§ Document text:
"What’s Your Preferred Self-Hosted Solution for Deep Monitoring (Beyond Simple Page Changes)?"

alfablend@lemmy.world · 7 days ago

"What’s Your Preferred Self-Hosted Solution for Deep Monitoring (Beyond Simple Page Changes)?"

xyro@lemmy.ca · edit-2 7 days ago

Started to test changedetection (https://github.com/dgtlmoon/changedetection.io) for similar usecases (monitoring government grant webpages), it can also detect change in pdf, but I didn’t test that feature that much. Worked fine so far for me.

theorangeninja@sopuli.xyz · 7 days ago

Can you point me to a tutorial how to setup that up properly for websites? I tried it a while ago and could not get it to work…

alfablend@lemmy.world · 6 days ago

Hello! For changedetection.io there is setup instruction with PIP install: https://github.com/dgtlmoon/changedetection.io/wiki/Microsoft-Windows What is your use case?

alfablend@lemmy.world · 7 days ago

@xyro Thanks for sharing your case! I’ve also tested changedetection.io — it’s a great tool for basic site monitoring.

But in my tests, it doesn’t go beyond the surface. If there’s a page with multiple document links, it’ll detect changes in the list (via diff), but it won’t automatically download and analyze the new documents themselves.

Here’s how I’ve approached this:

Crawl the page to extract links
Detect new document URLs
Download each document and extract keywords
Generate an AI summary using a local LLM
Add the result to a readable feed

P.S. If it helps, I can create a YAML template tailored to your grant-tracking case and run a quick test.

xyro@lemmy.ca · 6 days ago

Do you send the result of the diff to an Ollama instance ? I would be curious to see the pipeline 😇

alfablend@lemmy.world · 6 days ago

@xyro Ah, I see! I’m not using Ollama at the moment — my setup is based on GPT4All with a locally hosted DeepSeek model, which handles the semantic parsing directly.

As mentioned earlier, the pipeline doesn’t just diff pages — it detects new document URLs from the source feed (via selectors), downloads them, and generates structured summaries. Here’s a snippet from the YAML config to illustrate how that works:

(extract:
  events:
    selector: "results[*]"
    fields:
      url: pdf_url
      title: title
      order_number: executive_order_number

download:
  extensions: [".pdf"]

gpt:
  prompt: |
    Analyze this Executive Order document:
    - Purpose: 1–2 sentences
    - Key provisions: 3–5 bullet points
    - Agencies involved: list
    - Revokes/amends: if any
    - Policy impact: neutral analysis
)

Stored data:

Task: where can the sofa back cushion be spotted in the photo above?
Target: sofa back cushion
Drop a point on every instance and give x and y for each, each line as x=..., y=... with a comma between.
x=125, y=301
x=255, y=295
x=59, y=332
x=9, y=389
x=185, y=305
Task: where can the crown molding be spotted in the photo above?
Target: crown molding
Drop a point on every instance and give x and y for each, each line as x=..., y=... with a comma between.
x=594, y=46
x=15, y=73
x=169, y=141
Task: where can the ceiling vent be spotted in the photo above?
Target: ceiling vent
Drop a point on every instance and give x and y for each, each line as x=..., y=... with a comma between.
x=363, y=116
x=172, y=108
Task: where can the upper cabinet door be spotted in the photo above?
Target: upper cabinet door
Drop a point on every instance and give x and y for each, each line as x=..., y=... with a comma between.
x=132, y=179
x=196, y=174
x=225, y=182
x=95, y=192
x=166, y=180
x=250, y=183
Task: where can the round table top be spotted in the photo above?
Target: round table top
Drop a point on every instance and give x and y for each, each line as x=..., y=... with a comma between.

§ Requirement A: In the monitoring thread, list the steps of the approach that alfablend describes after "Here’s how I’ve approached this:".
§ Requirement B: According to the monitoring thread, why doesn't changedetection.io go beyond the surface in alfablend's tests? Answer in one to three sentences.

§ Written reply A:
1. Crawl the page to extract links
2. Detect new document URLs
3. Download each document and extract keywords
4. Generate an AI summary using a local LLM
5. Add the result to a readable feed

§ Written reply B: When a page holds multiple document links, changedetection.io detects changes in the list through a diff. It does not automatically download and analyze the new documents themselves.